Your instructions: Reproduce only this part of the listing: the line with "TARGET = minibus door", plus every line after it through the last.

(Named object pointing entries)

--- START ---

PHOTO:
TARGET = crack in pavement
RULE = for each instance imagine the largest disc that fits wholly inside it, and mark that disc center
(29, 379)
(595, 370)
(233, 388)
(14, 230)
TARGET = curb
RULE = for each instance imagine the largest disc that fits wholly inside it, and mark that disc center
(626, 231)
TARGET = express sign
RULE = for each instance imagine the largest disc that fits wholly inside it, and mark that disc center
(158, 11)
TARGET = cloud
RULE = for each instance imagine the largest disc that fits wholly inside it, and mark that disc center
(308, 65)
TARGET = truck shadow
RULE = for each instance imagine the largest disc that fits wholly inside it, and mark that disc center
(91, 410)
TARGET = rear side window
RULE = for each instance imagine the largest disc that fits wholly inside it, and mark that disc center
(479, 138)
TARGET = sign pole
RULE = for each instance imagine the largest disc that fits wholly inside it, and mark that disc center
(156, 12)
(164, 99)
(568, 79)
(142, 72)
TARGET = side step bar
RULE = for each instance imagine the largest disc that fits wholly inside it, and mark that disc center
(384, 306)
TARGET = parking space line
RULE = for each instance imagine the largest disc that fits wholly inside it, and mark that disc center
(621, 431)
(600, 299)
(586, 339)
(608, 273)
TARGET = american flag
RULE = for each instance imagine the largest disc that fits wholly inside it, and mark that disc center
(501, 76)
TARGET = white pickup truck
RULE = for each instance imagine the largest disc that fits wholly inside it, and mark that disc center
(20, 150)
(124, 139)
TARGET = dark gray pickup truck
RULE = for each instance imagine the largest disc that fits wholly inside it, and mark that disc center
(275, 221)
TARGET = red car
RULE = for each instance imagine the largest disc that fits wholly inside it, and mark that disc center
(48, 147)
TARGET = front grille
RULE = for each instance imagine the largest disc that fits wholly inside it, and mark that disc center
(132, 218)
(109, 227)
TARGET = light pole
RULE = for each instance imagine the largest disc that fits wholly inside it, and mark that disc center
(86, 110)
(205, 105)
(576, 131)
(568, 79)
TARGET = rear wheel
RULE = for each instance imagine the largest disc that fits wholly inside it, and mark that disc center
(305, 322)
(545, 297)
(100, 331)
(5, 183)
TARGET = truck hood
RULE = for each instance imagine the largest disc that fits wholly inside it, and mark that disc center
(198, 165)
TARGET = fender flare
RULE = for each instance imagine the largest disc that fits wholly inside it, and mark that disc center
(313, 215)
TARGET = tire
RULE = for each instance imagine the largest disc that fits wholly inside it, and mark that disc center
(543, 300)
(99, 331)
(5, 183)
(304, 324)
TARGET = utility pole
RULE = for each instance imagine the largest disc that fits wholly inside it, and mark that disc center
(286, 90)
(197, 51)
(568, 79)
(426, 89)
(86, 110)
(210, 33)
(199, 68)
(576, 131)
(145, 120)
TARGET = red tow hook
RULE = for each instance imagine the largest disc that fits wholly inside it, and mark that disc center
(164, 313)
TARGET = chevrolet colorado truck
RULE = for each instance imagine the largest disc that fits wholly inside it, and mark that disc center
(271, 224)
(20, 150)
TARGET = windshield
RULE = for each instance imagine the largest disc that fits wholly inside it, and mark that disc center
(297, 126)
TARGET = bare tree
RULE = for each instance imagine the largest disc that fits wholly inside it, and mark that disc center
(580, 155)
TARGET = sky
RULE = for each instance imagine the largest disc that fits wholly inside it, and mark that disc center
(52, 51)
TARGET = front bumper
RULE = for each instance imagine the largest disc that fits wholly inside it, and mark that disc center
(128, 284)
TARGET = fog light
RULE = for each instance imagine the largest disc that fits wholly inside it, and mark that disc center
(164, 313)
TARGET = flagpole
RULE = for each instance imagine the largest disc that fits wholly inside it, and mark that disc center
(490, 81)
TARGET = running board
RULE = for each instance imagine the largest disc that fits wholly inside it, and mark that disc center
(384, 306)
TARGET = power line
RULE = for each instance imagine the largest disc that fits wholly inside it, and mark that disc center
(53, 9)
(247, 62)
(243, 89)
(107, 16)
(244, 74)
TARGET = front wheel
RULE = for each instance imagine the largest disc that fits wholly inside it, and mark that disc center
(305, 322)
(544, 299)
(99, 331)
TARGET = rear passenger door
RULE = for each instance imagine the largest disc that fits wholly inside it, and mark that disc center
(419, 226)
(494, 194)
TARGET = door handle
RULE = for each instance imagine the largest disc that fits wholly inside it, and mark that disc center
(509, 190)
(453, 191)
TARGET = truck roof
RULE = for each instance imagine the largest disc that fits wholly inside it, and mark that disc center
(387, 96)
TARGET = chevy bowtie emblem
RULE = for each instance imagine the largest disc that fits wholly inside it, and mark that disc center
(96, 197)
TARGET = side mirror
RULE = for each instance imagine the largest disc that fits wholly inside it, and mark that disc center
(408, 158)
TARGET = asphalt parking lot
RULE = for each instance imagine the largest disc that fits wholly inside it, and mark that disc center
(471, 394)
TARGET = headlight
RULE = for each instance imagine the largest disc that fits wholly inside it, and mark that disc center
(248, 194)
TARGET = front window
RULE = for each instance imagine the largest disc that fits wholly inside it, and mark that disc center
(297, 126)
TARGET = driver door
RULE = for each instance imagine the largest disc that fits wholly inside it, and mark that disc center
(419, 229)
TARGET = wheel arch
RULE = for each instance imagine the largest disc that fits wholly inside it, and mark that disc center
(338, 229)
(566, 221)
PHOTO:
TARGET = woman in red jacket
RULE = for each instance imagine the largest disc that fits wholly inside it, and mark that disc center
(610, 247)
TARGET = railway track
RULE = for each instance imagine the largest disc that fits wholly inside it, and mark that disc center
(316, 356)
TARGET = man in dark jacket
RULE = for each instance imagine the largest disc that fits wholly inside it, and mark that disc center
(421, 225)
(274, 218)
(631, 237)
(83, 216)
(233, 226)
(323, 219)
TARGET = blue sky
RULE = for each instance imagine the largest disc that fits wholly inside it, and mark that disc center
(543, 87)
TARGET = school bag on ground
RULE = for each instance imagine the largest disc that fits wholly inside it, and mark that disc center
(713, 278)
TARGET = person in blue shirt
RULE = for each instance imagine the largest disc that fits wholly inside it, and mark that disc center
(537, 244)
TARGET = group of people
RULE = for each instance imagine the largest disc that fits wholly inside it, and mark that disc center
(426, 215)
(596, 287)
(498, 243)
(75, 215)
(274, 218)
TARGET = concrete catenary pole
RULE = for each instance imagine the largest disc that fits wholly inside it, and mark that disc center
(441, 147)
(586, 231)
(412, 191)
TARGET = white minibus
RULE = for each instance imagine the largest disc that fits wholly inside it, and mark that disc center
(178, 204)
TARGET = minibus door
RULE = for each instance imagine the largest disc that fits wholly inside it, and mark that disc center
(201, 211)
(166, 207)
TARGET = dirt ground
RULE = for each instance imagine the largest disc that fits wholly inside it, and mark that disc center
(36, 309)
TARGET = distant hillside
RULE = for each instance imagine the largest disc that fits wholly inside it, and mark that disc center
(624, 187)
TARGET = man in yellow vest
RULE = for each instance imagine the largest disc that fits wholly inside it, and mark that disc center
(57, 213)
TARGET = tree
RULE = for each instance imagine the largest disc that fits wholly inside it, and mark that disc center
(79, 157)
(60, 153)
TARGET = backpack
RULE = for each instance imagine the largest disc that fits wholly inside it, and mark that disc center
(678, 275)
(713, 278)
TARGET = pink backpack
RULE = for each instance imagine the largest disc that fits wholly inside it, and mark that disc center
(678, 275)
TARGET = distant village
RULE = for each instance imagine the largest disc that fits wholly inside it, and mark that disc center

--- END ---

Output:
TARGET = minibus door
RULE = for each instance imagine the largest disc that fits wholly inside it, and mark that disc center
(201, 211)
(166, 207)
TARGET = dirt ground
RULE = for each instance imagine the largest disc that fits wholly inside it, and mark that disc center
(36, 309)
TARGET = distant hillside
RULE = for each instance imagine the largest disc that fits wholly inside it, and mark that disc center
(624, 187)
TARGET = man in yellow vest
RULE = for each instance imagine the largest disc that fits wholly inside it, and mark that disc center
(57, 213)
TARGET = tree
RULE = for each instance imagine the largest disc that fits wholly inside it, and mark that disc center
(79, 157)
(60, 153)
TARGET = backpack
RULE = for each instance imagine the largest disc that fits wholly inside it, and mark that disc center
(678, 275)
(713, 278)
TARGET = pink backpack
RULE = for each instance imagine the largest disc that fits wholly inside it, and mark that disc center
(678, 275)
TARGET = distant village
RULE = for each instance imagine the largest disc that fits wholly inside it, and mark that disc center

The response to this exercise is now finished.